- **WORK INSTRUCTION**:
From the line that includes "Target: white frame" to the closing line of the data, please transcribe every line exactly and add nothing.

*** RECORDS TO PROCESS Section Begins ***

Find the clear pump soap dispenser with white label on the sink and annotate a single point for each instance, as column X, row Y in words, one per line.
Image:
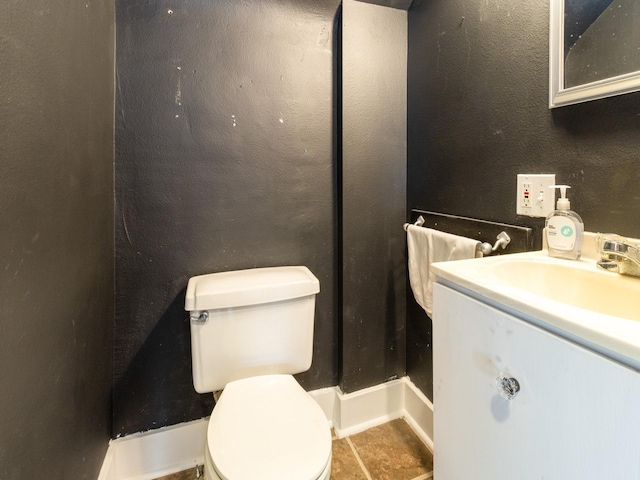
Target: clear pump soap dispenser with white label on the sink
column 565, row 229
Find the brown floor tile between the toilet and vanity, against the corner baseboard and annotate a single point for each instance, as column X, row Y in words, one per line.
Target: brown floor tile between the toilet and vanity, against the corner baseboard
column 392, row 451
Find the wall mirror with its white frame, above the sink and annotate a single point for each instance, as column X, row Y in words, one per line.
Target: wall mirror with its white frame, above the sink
column 594, row 50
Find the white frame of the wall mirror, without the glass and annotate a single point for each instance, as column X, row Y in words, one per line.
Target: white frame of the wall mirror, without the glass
column 558, row 95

*** RECORDS TO PROCESS Section Ends ***

- **WRITTEN ANSWER**:
Target: white frame of the wall mirror, without the glass
column 558, row 95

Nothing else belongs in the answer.